§ **YOUR INSTRUCTIONS**:
The required answer is a copy of each line in the entries below that includes "bare".

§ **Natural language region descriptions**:
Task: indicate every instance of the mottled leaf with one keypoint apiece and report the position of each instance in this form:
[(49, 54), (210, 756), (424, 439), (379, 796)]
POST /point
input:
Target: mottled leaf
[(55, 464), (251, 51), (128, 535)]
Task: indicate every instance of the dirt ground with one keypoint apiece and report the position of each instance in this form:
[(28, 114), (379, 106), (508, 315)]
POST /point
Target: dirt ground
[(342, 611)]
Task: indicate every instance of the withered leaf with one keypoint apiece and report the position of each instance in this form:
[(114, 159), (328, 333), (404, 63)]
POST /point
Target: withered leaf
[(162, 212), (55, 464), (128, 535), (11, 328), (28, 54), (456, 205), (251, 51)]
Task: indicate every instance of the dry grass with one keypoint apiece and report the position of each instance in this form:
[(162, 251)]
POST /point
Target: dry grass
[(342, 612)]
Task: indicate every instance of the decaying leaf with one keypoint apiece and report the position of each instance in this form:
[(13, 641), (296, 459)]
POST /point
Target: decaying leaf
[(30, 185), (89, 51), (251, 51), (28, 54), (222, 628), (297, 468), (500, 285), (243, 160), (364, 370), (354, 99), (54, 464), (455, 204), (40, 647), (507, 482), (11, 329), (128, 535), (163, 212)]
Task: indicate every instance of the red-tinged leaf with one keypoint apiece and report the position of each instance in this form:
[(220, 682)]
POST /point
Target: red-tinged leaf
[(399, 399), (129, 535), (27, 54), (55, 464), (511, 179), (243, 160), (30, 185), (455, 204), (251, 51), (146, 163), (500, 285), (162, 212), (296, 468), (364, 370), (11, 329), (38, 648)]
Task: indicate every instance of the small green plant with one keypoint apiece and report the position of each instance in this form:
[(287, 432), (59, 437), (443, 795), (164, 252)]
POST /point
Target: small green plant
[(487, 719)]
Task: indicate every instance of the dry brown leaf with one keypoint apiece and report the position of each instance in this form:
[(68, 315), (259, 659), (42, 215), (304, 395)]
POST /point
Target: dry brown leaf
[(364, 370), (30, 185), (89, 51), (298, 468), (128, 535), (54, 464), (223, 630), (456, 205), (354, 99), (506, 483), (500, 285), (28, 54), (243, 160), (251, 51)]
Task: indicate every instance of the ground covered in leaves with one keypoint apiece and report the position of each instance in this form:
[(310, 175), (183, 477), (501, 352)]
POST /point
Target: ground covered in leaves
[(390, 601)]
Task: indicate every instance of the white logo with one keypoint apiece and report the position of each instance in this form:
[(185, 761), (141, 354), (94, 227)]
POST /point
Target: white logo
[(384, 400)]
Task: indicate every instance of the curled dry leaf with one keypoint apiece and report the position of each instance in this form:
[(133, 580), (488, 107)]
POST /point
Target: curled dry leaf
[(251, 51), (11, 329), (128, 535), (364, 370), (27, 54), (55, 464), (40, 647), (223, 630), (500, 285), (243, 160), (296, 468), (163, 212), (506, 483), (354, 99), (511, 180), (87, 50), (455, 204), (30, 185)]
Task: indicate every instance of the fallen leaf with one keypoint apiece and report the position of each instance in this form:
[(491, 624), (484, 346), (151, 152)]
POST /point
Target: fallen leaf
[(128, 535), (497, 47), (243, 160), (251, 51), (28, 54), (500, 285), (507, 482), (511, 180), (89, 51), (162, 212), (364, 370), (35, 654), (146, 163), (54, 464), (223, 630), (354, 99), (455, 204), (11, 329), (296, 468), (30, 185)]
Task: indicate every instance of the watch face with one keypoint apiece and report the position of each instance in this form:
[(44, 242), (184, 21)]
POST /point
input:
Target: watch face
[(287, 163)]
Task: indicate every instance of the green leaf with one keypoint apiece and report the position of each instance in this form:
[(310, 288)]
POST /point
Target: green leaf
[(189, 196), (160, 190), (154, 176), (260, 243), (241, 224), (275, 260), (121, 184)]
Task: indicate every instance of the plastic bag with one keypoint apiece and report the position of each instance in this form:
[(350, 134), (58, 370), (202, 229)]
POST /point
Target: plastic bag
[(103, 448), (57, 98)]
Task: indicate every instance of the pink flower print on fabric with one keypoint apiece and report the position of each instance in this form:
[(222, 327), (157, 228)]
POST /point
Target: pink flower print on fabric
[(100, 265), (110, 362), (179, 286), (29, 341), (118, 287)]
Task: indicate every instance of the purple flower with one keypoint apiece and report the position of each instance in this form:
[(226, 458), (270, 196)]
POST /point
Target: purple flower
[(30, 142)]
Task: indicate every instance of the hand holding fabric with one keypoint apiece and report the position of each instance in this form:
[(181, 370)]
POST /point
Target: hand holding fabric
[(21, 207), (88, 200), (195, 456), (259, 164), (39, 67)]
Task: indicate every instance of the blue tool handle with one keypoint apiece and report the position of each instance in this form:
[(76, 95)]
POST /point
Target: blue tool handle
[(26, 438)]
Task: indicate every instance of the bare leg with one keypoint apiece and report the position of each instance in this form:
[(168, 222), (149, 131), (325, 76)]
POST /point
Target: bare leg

§ **ANSWER TO THE PROBLEM**:
Task: indicate every instance of the bare leg with one keypoint apiece and report the position of each instance in this form:
Target: bare leg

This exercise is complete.